**Written instruction 1:** In the interview excerpt, what rank does counterinsurgency get in the president's most recent defense budget?
**Written instruction 2:** Please quote the interview excerpt word for word, starting at "I think it’s" and ending at "this war fever.".

**Reading text:**
________________

In a famous example, he called Marjah, which is a small village, town in southern Afghanistan, a “bleeding ulcer,” and he was talking about his own operation. He came out directly and told the vice president that he thought his plan sucked. He said that publicly.
Now, I disagree with him on that, but clearly he’s not someone who minced words, and that’s the kind of guy you’re going to get. Remember, again, he’s Special Forces, he’s a risk-taker, he’s not someone who has necessarily made a career of toeing the line, especially if you look at some of the more troubling episodes in his career. He clearly wasn’t playing by the rules there, either.
Tavis: If this book is about anything, Michael, it is, to my mind, a powerful polemic on the failure – my word, not yours – of the U.S. counterinsurgency in Afghanistan to date, so to your earlier point, what the article did was ultimately get McChrystal fired. It’s a conversation about him, but let’s talk now for a few minutes about what’s really happening, or not happening, as it were, inside of Afghanistan, given the U.S. counterinsurgency.
Hastings: Behind the scenes, the public obviously, when the article came out, there was a lot of talk of General McChrystal, but behind the scenes the article and then in my book, it was read as a direct assault on this whole idea of counterinsurgency, and I would agree.
I think it’s a failure. You can’t say what a failure it’s been. Now that has been acknowledged. In the president’s most recent defense budget, counterinsurgency is ranked number nine.
You go down the list, the big think tanks in Washington that made their names and made all sorts of money off promoting these dubious counterinsurgency theories are all backing away from counterinsurgency now.
So I think in the sense, the true impact of what I hope of this book and as well as the story, was to get people really thinking about counterinsurgency and to change the narrative. Because for a while it was the idea of the day. Everybody was – they called in COINdinistas; COIN, short for counterinsurgency, and COINdinista like Sandinistas, just because everyone was so caught up in this war fever.

________________

**Data:**
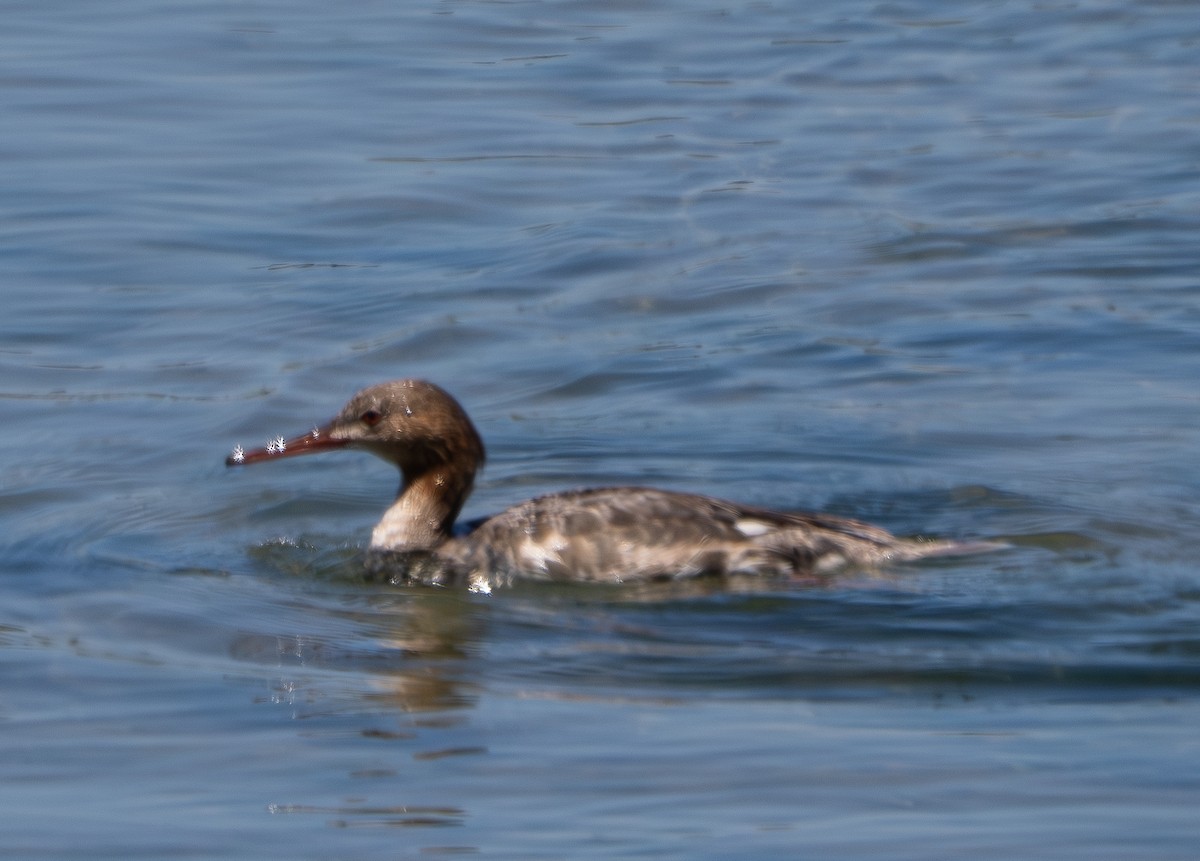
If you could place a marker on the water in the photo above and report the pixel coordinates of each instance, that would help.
(931, 268)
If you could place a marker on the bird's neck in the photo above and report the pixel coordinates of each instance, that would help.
(423, 516)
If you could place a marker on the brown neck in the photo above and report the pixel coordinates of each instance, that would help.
(425, 510)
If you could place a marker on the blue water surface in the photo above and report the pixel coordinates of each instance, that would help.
(929, 266)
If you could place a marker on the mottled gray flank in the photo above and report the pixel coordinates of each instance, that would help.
(606, 535)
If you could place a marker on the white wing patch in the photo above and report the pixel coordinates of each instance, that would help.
(750, 528)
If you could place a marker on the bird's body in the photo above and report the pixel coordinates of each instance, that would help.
(604, 535)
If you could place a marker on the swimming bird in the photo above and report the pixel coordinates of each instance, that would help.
(609, 535)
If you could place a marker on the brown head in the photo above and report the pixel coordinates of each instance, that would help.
(412, 423)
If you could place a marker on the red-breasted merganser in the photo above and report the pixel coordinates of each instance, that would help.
(607, 535)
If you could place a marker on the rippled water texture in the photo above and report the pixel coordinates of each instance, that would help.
(929, 266)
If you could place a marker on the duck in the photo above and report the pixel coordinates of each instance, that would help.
(595, 535)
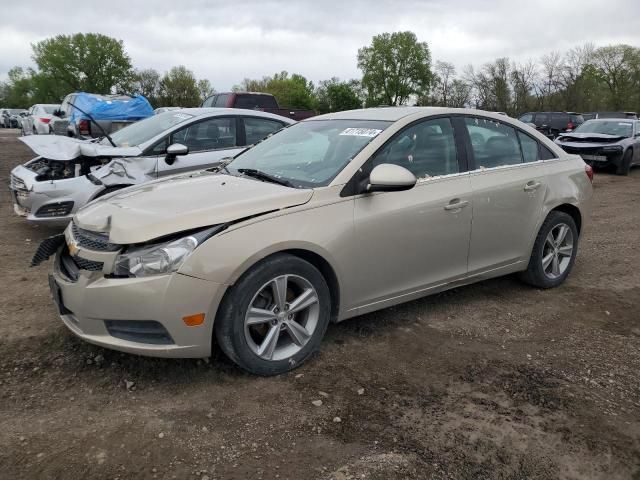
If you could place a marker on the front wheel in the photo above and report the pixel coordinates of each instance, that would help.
(554, 252)
(275, 316)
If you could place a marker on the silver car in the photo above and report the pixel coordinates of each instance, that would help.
(39, 119)
(613, 142)
(69, 172)
(336, 216)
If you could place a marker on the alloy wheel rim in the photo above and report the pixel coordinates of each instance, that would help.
(557, 251)
(282, 317)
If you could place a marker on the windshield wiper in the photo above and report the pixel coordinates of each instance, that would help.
(252, 172)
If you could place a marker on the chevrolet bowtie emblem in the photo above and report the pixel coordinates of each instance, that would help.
(73, 248)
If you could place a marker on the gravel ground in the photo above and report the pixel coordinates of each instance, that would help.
(492, 381)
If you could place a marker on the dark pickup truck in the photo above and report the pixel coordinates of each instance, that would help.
(263, 102)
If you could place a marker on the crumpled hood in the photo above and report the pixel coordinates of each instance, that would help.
(58, 147)
(183, 202)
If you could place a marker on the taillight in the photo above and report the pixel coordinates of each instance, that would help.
(83, 127)
(588, 169)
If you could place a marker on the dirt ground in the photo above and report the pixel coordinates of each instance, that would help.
(491, 381)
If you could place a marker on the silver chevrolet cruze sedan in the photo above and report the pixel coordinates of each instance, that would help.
(333, 217)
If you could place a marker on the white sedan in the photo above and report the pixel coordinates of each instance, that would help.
(37, 122)
(69, 172)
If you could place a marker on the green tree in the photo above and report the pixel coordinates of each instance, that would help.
(88, 62)
(291, 91)
(19, 88)
(178, 88)
(334, 95)
(205, 89)
(615, 65)
(147, 82)
(395, 67)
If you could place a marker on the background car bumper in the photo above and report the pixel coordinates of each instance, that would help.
(139, 315)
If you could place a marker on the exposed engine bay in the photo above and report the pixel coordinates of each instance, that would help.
(47, 169)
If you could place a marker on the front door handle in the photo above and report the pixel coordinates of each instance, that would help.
(532, 186)
(456, 204)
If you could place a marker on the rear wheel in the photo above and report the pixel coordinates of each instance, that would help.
(275, 316)
(554, 252)
(625, 164)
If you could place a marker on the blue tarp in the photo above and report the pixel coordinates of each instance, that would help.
(104, 108)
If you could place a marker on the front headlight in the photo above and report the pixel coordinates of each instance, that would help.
(161, 258)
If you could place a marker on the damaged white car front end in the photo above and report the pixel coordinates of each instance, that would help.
(69, 173)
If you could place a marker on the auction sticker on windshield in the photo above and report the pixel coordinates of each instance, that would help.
(361, 132)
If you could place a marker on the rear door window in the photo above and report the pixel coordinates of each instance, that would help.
(210, 134)
(494, 144)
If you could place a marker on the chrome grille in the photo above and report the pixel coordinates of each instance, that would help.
(17, 183)
(84, 264)
(93, 240)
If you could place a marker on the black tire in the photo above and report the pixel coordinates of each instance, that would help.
(230, 319)
(625, 163)
(535, 274)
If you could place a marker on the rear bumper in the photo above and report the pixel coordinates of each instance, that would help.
(92, 305)
(596, 156)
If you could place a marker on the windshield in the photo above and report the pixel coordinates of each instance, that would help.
(311, 153)
(609, 127)
(144, 130)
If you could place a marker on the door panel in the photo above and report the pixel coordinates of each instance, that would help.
(508, 191)
(507, 204)
(407, 241)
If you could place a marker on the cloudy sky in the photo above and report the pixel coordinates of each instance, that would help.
(226, 41)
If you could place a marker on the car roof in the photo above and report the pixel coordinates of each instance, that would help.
(216, 111)
(393, 114)
(390, 114)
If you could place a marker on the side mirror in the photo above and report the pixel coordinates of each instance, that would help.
(388, 177)
(174, 150)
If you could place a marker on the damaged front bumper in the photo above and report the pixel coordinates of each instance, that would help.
(135, 315)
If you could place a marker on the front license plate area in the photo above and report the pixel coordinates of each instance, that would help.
(56, 293)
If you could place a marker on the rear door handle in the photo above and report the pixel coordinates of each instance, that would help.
(456, 204)
(532, 186)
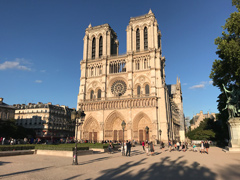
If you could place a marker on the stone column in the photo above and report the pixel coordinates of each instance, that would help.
(234, 129)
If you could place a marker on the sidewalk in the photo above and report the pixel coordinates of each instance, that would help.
(164, 165)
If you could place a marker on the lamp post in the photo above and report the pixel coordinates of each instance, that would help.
(160, 133)
(147, 130)
(75, 117)
(123, 126)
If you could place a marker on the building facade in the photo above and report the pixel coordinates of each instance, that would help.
(129, 87)
(49, 121)
(6, 112)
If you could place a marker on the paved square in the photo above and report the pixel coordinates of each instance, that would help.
(164, 165)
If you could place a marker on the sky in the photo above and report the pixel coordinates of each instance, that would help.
(41, 46)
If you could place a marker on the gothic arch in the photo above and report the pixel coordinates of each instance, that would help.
(140, 116)
(111, 119)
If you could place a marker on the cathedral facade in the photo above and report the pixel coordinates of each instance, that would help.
(130, 87)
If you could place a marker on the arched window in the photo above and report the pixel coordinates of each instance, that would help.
(99, 93)
(147, 90)
(93, 48)
(100, 46)
(138, 90)
(91, 94)
(145, 39)
(137, 40)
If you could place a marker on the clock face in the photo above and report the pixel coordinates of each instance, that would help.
(119, 87)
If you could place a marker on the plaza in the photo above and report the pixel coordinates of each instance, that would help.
(163, 165)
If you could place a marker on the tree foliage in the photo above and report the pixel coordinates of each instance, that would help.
(205, 131)
(226, 69)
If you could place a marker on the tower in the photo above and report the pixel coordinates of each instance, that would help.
(130, 87)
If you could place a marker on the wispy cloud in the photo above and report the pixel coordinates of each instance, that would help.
(17, 64)
(38, 81)
(201, 85)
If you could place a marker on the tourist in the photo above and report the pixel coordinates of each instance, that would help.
(206, 145)
(143, 145)
(128, 147)
(178, 145)
(201, 147)
(170, 146)
(147, 148)
(110, 147)
(151, 148)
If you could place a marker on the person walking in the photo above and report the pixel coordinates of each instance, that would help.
(178, 145)
(206, 145)
(128, 147)
(170, 146)
(143, 145)
(147, 148)
(151, 148)
(201, 147)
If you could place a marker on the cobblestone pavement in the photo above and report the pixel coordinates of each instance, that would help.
(163, 165)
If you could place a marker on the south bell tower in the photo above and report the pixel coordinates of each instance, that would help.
(130, 87)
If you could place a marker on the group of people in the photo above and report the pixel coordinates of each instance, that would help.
(148, 146)
(184, 146)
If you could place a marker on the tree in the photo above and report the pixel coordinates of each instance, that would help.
(226, 70)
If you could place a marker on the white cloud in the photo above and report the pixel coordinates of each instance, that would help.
(38, 81)
(17, 64)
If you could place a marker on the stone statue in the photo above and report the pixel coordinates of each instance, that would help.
(233, 102)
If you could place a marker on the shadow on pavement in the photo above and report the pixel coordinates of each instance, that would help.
(94, 160)
(73, 177)
(22, 172)
(165, 169)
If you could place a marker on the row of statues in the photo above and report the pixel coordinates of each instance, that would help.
(233, 102)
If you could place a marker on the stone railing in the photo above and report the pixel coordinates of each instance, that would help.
(118, 104)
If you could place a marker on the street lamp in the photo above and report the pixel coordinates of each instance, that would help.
(123, 126)
(147, 130)
(160, 133)
(75, 117)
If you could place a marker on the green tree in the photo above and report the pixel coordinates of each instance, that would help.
(226, 70)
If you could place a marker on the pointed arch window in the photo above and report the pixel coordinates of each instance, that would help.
(145, 39)
(91, 94)
(138, 90)
(147, 90)
(137, 39)
(93, 48)
(100, 46)
(99, 94)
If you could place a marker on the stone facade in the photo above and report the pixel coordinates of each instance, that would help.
(199, 117)
(129, 87)
(49, 121)
(6, 111)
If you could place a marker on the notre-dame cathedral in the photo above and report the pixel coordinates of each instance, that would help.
(129, 87)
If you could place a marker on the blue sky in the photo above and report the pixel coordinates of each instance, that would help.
(41, 45)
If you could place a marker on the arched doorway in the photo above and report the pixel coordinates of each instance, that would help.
(113, 128)
(140, 122)
(91, 130)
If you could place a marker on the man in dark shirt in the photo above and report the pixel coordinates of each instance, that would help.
(128, 147)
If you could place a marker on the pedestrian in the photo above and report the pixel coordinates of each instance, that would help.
(147, 148)
(128, 147)
(178, 145)
(110, 148)
(143, 145)
(201, 147)
(170, 146)
(206, 145)
(151, 148)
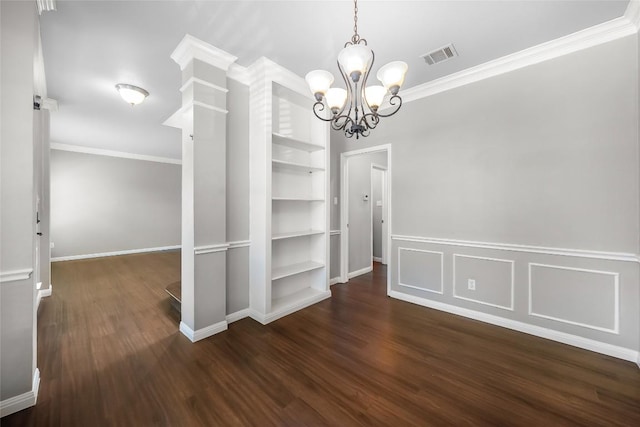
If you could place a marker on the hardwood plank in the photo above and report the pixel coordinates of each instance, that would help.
(110, 353)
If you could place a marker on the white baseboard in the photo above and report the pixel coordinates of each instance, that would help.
(203, 333)
(115, 253)
(22, 401)
(43, 293)
(238, 315)
(563, 337)
(360, 272)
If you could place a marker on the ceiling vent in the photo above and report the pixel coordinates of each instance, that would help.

________________

**Worked answer 1:** Number nine.

**Worked answer 2:**
I think it’s a failure. You can’t say what a failure it’s been. Now that has been acknowledged. In the president’s most recent defense budget, counterinsurgency is ranked number nine.
You go down the list, the big think tanks in Washington that made their names and made all sorts of money off promoting these dubious counterinsurgency theories are all backing away from counterinsurgency now.
So I think in the sense, the true impact of what I hope of this book and as well as the story, was to get people really thinking about counterinsurgency and to change the narrative. Because for a while it was the idea of the day. Everybody was – they called in COINdinistas; COIN, short for counterinsurgency, and COINdinista like Sandinistas, just because everyone was so caught up in this war fever.